* _SUPPLIED TEXT_
## Start

BUT, once again, when they need the survivability of the Beast/BeastII or Hellfire, that's what they buy. 

Does anyone here understand "lowest price" pricing? It essentially states that you must give the government the best available price. You cannot design something to government standards, charge the government one price, and then lower the price once you have made up your development costs.

Since there is essentially NO commercial market, (give me a break if you think the few people that own Beasts here on CPF are a legitimate money making market!) Surefire makes its costs up on the government market. If they then release a few to us wackos, we pay what the government pays, +/- whatever additional marketing/handling costs there are for small volume sales. 

For those who think they are too much money for the parts, please design and build one and bring it out for less and people will line up to buy them!

Sheesh, I've seen people here on CPF pay $1000 for $10 worth of Titanium, and $30 worth of circuitry and LED!

Bill


----------



## mtbkndad (Dec 28, 2006)

bwaites said:


> Does anyone here HONESTLY think that PK LOWERED the standards he established with the Beast? I have not heard that the BeastII has been subjected to the same type of "throw it as far as you can" test that the Beast was, but I have serious doubts that PK LOWERED the survivability of the light for the second version!
> 
> Lex, I'm sorry, but it is VERY obvious that you have NO experience in high stress jobs!
> 
> ...



With all due respect this thread was about "what a bargain" the Beast is.
I do not believe PK would intentionally design the Beast 2 to be less durable.
That does not mean it instantly is as durable either.
I could drop a Beast from 10 or 15 feet and ruin it.
That test would be no more fair then assuming every Beast will always be able to handle the punishment that the one PK threw did.

The one point I did not elaborate on regarding Surefires advantage over Polarion is that Surefire is big.
They have a large well established distribution system and they are big enough to aggressively protect their pricing structure. The end result is that they can charge what they want.

That is their right. It is only a matter of time before others develop lights of similar quality and at substantially lower prices.
I really do not think the average Soldier or Border agent is planning on throwing their Beast's on a regular basis. 
The Helios is more compact, does not have a square ballast behind the head and is $2700 less and thows farther where it counts while still having a very wide beam.

## End

* _DIRECTIVES_
1. List each line of the entries that contains the string "antenna".
2. Continue the flashlight pricing thread past its final sentence.
The entries below bear no relation to the flashlight pricing thread.

* _MATERIAL TO PROCESS_
## Start

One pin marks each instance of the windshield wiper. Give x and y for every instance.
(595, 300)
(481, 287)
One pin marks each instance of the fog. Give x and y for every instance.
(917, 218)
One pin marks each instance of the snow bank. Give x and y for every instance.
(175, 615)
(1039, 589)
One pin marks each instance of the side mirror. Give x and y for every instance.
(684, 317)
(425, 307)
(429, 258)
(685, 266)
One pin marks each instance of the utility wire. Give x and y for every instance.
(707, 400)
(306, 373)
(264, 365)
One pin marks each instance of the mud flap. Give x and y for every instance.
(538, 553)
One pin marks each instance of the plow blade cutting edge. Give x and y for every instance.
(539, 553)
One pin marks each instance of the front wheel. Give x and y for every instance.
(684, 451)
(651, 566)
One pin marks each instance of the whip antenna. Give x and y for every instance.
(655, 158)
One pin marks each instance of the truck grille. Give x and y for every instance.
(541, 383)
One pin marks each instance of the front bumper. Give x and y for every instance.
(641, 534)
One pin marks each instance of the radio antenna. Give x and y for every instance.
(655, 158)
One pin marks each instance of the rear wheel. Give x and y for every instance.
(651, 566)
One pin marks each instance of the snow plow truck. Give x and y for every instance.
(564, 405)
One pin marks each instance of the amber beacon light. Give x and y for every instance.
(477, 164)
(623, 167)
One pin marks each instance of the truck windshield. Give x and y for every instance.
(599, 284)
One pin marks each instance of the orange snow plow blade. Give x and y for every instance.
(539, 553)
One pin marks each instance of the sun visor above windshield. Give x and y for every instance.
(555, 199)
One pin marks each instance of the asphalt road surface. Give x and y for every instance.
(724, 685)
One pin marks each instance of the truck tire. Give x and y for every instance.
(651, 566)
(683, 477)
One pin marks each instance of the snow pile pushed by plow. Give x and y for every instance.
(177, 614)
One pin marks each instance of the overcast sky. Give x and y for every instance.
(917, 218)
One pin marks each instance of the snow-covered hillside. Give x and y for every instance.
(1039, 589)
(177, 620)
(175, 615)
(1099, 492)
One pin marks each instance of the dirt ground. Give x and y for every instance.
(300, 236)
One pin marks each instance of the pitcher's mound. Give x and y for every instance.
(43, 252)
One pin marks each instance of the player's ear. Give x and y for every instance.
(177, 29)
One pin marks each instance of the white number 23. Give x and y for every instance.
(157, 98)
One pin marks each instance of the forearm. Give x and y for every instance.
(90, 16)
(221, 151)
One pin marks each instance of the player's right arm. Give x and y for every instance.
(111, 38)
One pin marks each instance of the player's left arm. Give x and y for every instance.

## End

* _TASK RESPONSES_
1.
One pin marks each instance of the whip antenna. Give x and y for every instance.
One pin marks each instance of the radio antenna. Give x and y for every instance.

2.
Companies simply will charge what they feel their products are worth.
As I mentioned before, even if I had $4,800 for spotlight purchases I would not buy a Beast. I could get much more lighting capacity that is more suited to my needs from multiple companies for the same price.

Take Care,
mtbkndad :wave:


----------



## XeRay (Dec 28, 2006)

One word of note, The US military is somewhat unsatisfied with the performance of the Hellfire (I have been told this by my military contacts). They have returned many failed units. They are actively looking for other options. It is my understanding the US military pays about $2,600.00 for the Hellfire.


----------



## bwaites (Dec 28, 2006)

I understand that some units MAY have failed, but the fact that they are ACTIVELY looking is a pretty good indication that no one has found an obviously better unit.

As for your contacts in the military, what do you EXPECT them to say to you? That's the way the game is played! If the military was really unhappy, they would cancel or put on hold future orders. Since the process to do so with unclassified items is public, has anyone checked?

I'm not a Surefire rep, nor do I think that their lights are the be all and end all. In fact, I think that many of their lights CAN be improved, (Look at what Milkyspit is doing to them for one example!).

BUT...and this is a big BUT...No one else seems to have stepped into the breach to produce a comparable light at a better price!

I don't (and never will) have a Beast/BeastII/Hellfire etc. I DO have several commercial HID lights. They suit my needs and budget. The Surefires do not.

I keep hoping that XeRay will produce a light with Beast/Hellfire durability and at 1/3 the cost, but so far, every HID I have fails some of my criteria. Too big, wrong body, etc. None of them are perfect, (neither are the Surefires to me). 

At the price, they are what they are; some of us think they are overpriced, some of us think underpriced, some just right priced.

However, until SOMEONE comes out with a similar unit at a better price, it is the defacto "best buy"!

I remember a similar discussion in the late winter/early spring. XeRay was working on a new light with similar specs, is it ready for primetime?


Bill


----------



## XeRay (Dec 28, 2006)

bwaites said:


> I remember a similar discussion in the late winter/early spring. XeRay was working on a new light with similar specs, is it ready for primetime?


 
We are already selling to the military for a 50 cal application. We are not showing this installation on our website, since we do not want any of our competition to know what we are doing yet. In a few months it wont matter any more.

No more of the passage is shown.